### TASK REQUIREMENTS
Repeat only the stretch of lines below that runs from the line with "box: [215, 232, 266, 307]" through the line with "negative clicks: (263, 403)", unaltered.

══════

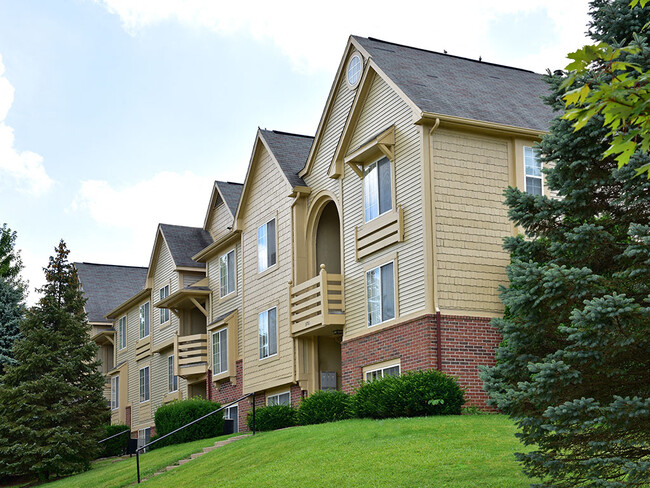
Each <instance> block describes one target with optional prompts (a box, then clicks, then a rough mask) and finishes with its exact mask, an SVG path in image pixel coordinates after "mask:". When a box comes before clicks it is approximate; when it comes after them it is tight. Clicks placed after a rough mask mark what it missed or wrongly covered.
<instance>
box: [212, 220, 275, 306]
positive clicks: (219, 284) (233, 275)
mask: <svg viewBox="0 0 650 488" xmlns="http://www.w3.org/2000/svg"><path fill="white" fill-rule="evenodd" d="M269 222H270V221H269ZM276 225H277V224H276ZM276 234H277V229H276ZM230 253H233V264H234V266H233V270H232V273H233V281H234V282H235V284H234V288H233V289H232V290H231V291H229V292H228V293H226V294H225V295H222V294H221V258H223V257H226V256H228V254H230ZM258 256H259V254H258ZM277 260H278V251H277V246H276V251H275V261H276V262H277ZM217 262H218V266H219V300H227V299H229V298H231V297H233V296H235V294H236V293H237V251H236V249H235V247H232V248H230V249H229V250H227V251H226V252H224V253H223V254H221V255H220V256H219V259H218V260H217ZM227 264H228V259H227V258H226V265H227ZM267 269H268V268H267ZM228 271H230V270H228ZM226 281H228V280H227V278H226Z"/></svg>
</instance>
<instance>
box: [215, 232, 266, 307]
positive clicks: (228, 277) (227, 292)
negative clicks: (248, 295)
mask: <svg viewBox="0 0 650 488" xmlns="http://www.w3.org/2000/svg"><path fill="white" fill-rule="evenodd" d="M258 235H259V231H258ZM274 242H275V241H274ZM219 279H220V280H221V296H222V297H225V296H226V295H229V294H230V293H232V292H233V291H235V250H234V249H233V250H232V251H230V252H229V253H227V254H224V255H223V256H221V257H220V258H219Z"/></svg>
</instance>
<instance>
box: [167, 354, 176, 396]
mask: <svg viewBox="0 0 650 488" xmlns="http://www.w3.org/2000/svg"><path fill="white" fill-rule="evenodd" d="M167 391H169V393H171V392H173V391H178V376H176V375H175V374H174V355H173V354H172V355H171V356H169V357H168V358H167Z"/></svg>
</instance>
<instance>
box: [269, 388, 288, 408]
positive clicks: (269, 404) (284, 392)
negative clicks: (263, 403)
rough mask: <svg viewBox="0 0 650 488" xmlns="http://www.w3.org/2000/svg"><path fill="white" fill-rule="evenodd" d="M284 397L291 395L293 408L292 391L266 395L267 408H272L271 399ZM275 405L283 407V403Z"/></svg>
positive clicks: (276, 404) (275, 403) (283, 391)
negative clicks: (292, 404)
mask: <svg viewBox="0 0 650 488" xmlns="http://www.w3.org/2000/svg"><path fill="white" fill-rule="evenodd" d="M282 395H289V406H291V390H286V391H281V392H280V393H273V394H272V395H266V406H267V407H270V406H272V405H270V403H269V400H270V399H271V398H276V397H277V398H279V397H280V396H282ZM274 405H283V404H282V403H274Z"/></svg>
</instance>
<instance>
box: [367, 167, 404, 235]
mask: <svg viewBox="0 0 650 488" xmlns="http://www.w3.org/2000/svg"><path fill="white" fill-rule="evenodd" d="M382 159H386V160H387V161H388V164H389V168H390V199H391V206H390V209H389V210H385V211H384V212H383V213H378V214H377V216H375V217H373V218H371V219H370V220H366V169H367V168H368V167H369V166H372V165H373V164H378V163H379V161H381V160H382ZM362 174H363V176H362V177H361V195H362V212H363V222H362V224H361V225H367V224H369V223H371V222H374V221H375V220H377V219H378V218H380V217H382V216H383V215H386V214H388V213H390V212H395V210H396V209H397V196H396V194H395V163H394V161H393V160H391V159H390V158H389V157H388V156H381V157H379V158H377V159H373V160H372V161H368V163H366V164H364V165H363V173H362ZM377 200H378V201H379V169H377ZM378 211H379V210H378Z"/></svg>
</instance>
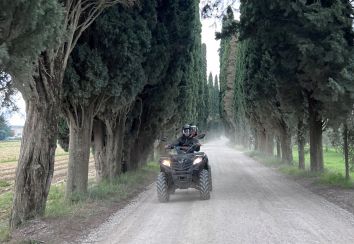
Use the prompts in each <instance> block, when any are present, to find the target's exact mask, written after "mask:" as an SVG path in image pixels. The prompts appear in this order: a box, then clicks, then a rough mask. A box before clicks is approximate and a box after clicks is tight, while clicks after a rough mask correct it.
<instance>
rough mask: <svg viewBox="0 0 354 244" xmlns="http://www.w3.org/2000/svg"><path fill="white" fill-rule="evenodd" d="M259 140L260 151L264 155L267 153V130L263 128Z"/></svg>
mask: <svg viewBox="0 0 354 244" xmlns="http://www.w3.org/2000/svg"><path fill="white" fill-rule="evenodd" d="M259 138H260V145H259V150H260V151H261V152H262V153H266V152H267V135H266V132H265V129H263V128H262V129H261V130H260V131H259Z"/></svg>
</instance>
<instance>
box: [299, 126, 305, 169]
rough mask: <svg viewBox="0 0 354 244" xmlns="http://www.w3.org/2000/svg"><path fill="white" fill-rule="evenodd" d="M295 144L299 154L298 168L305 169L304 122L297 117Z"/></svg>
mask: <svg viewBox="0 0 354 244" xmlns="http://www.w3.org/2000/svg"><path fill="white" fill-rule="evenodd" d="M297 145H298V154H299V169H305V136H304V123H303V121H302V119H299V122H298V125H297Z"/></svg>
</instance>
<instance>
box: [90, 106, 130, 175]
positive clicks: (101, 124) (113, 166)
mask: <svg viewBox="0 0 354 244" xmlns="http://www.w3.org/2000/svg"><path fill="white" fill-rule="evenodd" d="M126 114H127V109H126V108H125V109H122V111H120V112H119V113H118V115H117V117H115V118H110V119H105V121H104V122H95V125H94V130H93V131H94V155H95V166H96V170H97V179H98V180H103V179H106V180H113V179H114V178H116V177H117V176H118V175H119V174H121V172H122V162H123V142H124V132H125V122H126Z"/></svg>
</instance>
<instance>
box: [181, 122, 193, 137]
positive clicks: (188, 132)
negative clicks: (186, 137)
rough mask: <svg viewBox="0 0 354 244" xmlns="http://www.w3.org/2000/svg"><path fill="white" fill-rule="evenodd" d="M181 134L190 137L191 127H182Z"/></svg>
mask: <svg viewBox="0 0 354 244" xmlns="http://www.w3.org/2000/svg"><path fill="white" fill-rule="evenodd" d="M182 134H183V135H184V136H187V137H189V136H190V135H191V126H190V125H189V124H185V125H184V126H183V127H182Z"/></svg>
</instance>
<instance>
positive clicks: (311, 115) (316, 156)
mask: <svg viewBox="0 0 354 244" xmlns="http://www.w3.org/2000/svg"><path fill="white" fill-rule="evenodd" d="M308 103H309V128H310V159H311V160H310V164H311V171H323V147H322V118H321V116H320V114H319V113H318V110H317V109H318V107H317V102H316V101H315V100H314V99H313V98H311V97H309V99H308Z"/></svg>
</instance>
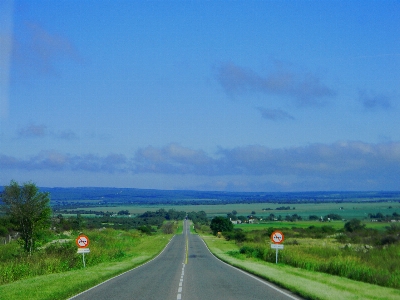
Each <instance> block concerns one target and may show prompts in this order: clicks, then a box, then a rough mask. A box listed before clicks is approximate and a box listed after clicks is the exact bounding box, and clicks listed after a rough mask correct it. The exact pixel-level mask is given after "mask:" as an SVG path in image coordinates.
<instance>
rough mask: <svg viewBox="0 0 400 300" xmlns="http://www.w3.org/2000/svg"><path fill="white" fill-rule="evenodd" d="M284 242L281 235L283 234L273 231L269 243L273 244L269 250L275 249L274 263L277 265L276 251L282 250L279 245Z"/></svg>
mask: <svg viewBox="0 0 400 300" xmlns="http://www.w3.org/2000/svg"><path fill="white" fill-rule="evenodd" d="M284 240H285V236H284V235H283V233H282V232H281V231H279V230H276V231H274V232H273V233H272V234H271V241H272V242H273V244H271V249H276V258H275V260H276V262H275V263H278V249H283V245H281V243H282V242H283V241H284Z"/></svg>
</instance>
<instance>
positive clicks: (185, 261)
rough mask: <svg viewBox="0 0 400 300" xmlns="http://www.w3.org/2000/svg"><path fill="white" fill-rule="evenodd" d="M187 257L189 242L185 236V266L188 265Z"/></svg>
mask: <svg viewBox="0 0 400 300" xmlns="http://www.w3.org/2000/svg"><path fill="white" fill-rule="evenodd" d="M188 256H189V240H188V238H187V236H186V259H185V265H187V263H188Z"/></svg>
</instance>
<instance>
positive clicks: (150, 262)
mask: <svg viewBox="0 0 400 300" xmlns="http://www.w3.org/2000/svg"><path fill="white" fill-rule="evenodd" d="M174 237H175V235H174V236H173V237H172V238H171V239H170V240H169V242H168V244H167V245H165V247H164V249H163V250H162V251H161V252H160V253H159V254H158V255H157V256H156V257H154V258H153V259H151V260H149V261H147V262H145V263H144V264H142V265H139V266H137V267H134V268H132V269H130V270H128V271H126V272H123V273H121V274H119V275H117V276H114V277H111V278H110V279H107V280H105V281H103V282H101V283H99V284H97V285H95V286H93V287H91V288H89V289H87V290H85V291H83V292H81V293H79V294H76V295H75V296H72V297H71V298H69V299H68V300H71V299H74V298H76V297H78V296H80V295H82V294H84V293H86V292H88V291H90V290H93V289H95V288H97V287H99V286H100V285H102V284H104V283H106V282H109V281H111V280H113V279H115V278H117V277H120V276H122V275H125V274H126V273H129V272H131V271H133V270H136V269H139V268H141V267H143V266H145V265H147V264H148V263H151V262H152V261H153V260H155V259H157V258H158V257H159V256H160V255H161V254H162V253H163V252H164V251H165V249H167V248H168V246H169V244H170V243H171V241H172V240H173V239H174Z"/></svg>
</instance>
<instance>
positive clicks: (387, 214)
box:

══════

### YOUR RESPONSE
box: [215, 232, 266, 307]
positive clicks: (228, 277) (227, 292)
negative clicks: (248, 295)
mask: <svg viewBox="0 0 650 488" xmlns="http://www.w3.org/2000/svg"><path fill="white" fill-rule="evenodd" d="M258 235H259V231H258ZM274 242H275V241H274ZM219 279H220V280H221V296H222V297H225V296H226V295H229V294H230V293H232V292H233V291H235V250H234V249H233V250H232V251H230V252H229V253H227V254H224V255H223V256H221V257H220V258H219Z"/></svg>
</instance>
<instance>
box: [167, 354, 176, 396]
mask: <svg viewBox="0 0 650 488" xmlns="http://www.w3.org/2000/svg"><path fill="white" fill-rule="evenodd" d="M167 391H169V393H171V392H173V391H178V376H176V375H175V374H174V355H173V354H172V355H171V356H169V357H168V358H167Z"/></svg>
</instance>
<instance>
box: [269, 388, 288, 408]
positive clicks: (269, 404) (284, 392)
negative clicks: (263, 403)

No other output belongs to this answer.